• **依頼**:
A. 発酵食についての文章によると、菌が合う地域をどんどん狭めていくと最後に行き着くものは何ですか。
B. 発酵食についての文章を、最後の文の後から書き継いでください。

自分が住んでいる地域の菌が最も体に合っているという話を聞いたことがあります。日本人には日本の菌。そして、もっと地域を狭めていって行き着くのは、「自分の家に住んでいる酵母」。 自分の家の味噌が美味しい秘密かもしれません。日本各地に伝わる発酵食は、そうやって各地域で守られてきた伝統の味。ご当地の保存食や健康食として今も大切にされています。その知恵をちょっと拝借してパワーチャージしちゃいましょう。

• **元データ**:
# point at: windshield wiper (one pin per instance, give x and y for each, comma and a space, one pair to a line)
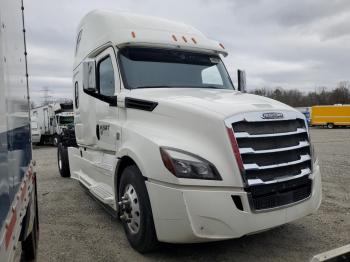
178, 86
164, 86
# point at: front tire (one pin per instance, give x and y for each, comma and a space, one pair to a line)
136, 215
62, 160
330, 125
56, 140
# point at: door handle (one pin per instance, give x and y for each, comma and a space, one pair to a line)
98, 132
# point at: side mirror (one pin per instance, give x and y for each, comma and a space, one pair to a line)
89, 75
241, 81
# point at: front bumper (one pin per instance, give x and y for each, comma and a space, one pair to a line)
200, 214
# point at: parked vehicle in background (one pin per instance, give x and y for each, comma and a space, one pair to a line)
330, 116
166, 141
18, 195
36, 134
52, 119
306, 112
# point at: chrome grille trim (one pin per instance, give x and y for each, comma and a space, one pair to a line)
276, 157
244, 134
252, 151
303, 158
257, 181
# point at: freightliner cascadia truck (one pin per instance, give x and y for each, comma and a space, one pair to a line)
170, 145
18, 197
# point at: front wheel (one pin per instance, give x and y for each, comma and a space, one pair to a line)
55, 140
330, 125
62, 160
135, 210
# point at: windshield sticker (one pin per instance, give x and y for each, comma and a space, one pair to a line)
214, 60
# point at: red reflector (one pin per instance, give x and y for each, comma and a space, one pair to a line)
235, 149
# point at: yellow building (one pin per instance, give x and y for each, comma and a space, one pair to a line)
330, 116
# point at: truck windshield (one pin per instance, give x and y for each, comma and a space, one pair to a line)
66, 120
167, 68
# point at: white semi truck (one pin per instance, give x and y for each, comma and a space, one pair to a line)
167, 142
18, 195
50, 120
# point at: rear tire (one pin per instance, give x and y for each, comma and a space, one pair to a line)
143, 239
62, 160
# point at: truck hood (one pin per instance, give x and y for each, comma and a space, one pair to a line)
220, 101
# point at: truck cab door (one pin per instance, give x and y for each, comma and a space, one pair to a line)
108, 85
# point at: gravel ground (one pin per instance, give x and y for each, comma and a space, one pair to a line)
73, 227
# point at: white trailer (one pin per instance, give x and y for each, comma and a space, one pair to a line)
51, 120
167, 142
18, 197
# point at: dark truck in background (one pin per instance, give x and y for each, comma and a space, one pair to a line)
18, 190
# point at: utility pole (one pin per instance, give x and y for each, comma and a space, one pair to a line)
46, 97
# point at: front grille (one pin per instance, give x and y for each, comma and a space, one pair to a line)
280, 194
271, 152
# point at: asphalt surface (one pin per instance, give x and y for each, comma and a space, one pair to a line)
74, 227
--
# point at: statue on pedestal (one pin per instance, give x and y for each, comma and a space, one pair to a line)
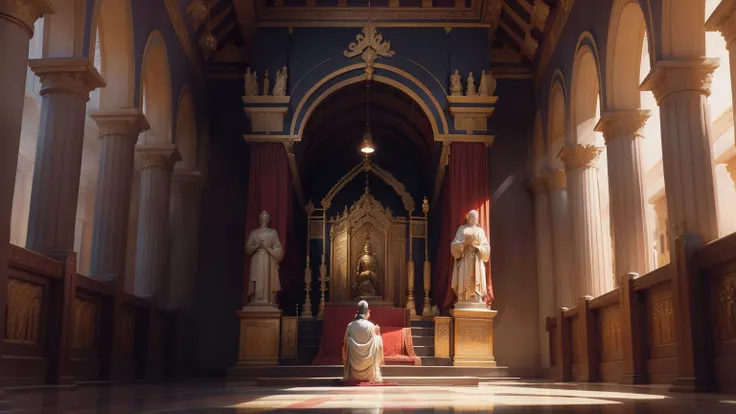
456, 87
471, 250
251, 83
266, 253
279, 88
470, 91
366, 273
...
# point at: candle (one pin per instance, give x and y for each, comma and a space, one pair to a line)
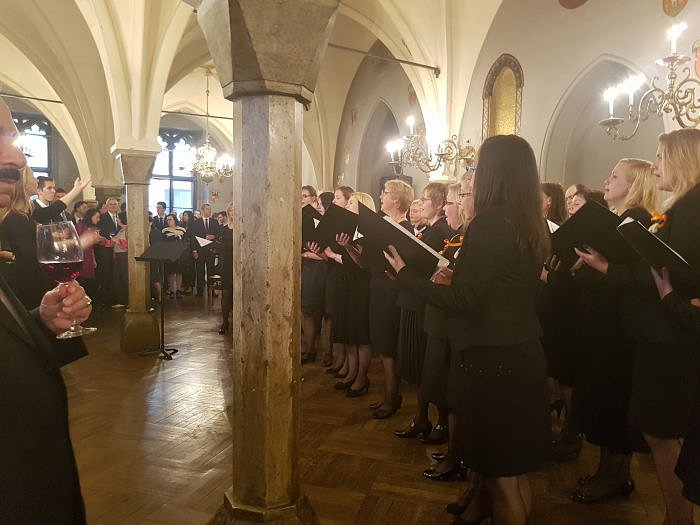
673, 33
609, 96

• **解答**:
A. 自分の家に住んでいる酵母です。

B.
From 栃木 GOTO-CHI Supermarket
From 栃木
GOTO-CHI Supermarket

「ちょっと勇気がいる見た目」とか「閲覧注意!」などと県内外で騒がれるしもつかれ。初牛(2月の最初の牛の日)に稲荷神社にお供えする郷土食で、おろした大根・人参と煎り大豆、鮭の頭などの残り物を酒粕で煮込んだ家庭料理。方言の「しみつかる(冷たい料理)」が名前の由来で、唯一大関商店さんが伝統の作り方を守り毎日休みなく製造、県内のスーパーなどに卸しています。塩分もそんなに強くなくとても滋味深いのでぜひ栃木県にいったら出会ってみてくださいね。 残り物を利用する点やご近所で分け合うなどまさにサスティナブルな精神の伝統発酵食品。見た目と発酵食品独特の匂いで若者離れが懸念されるなか、しもつかれの未来を考えた「しもつかれブランド会議」なるムーブメントも!(次回に続く)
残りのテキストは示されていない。